** Start Supplied records **

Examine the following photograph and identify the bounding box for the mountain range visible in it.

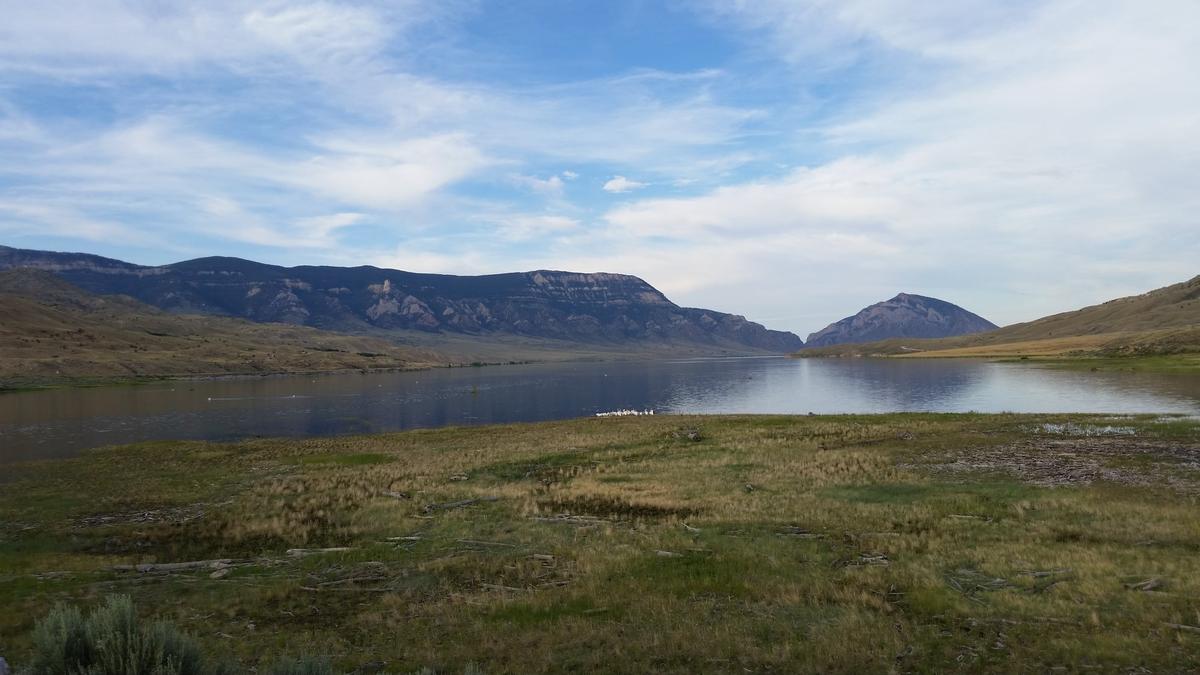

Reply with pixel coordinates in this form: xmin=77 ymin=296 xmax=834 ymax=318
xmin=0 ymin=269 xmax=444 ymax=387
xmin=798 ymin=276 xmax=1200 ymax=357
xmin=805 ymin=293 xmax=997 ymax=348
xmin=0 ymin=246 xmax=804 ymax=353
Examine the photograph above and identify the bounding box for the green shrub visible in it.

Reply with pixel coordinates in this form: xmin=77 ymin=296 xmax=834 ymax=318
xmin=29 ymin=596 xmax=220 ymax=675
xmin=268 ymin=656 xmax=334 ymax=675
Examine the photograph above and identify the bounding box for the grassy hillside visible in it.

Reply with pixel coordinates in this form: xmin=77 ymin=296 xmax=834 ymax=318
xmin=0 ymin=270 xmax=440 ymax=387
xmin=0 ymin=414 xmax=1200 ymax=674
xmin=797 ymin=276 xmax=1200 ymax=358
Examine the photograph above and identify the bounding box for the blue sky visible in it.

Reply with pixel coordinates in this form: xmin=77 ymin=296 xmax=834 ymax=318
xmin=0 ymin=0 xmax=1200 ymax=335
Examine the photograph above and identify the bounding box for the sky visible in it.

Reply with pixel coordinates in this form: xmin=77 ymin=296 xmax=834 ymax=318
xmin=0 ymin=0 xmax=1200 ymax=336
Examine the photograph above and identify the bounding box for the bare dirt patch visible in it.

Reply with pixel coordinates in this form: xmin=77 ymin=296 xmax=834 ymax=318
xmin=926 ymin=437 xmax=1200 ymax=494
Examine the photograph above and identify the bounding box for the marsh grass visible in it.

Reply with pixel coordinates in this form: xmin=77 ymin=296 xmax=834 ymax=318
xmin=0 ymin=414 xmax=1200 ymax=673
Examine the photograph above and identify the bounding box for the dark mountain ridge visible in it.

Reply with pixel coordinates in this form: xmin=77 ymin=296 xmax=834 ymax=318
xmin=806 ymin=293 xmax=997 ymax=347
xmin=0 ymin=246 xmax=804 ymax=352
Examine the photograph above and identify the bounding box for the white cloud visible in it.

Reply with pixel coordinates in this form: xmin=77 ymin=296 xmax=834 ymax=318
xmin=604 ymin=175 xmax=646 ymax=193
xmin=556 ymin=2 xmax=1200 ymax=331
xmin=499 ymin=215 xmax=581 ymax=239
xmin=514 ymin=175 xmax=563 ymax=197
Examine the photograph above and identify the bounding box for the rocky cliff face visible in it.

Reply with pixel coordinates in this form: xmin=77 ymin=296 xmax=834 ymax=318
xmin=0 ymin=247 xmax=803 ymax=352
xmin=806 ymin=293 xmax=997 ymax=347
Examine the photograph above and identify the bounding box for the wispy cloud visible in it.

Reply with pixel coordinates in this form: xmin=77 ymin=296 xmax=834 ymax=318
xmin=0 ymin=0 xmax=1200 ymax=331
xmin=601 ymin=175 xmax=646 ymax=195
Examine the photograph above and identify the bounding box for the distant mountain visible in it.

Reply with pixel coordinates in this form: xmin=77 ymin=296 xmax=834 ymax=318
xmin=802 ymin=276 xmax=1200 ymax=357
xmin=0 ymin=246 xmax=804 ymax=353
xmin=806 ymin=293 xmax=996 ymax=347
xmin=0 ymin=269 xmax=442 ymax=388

** End Supplied records **

Render the material as a Markdown table with the columns Row and Line, beginning at the line containing "white cloud visible in it." and continuing through the end of the material. Number each row and omit blank lines.

| Row | Line |
|---|---|
| 1 | Examine the photograph above and identify the bounding box for the white cloud visible in it. |
| 2 | Reply with pixel coordinates in this form: xmin=77 ymin=296 xmax=834 ymax=318 |
| 3 | xmin=604 ymin=175 xmax=646 ymax=193 |
| 4 | xmin=556 ymin=2 xmax=1200 ymax=331 |
| 5 | xmin=499 ymin=215 xmax=581 ymax=239 |
| 6 | xmin=514 ymin=175 xmax=563 ymax=197 |
| 7 | Examine the photograph above and identify the bounding box for the rocky cliff face visible in it. |
| 8 | Reply with pixel coordinates in this form: xmin=77 ymin=296 xmax=834 ymax=318 |
| 9 | xmin=0 ymin=247 xmax=803 ymax=352 |
| 10 | xmin=806 ymin=293 xmax=997 ymax=347 |
| 11 | Examine the photograph above and identify the bounding box for the wispy cloud visible in it. |
| 12 | Reply with pixel coordinates in this form: xmin=77 ymin=296 xmax=834 ymax=318 |
| 13 | xmin=0 ymin=0 xmax=1200 ymax=331 |
| 14 | xmin=601 ymin=175 xmax=646 ymax=195 |
| 15 | Examine the photograph above and identify the bounding box for the distant mountain visible in it. |
| 16 | Reply with pixel coordinates in this form: xmin=77 ymin=296 xmax=834 ymax=318 |
| 17 | xmin=802 ymin=276 xmax=1200 ymax=357 |
| 18 | xmin=0 ymin=246 xmax=804 ymax=353 |
| 19 | xmin=806 ymin=293 xmax=996 ymax=347 |
| 20 | xmin=0 ymin=269 xmax=442 ymax=388 |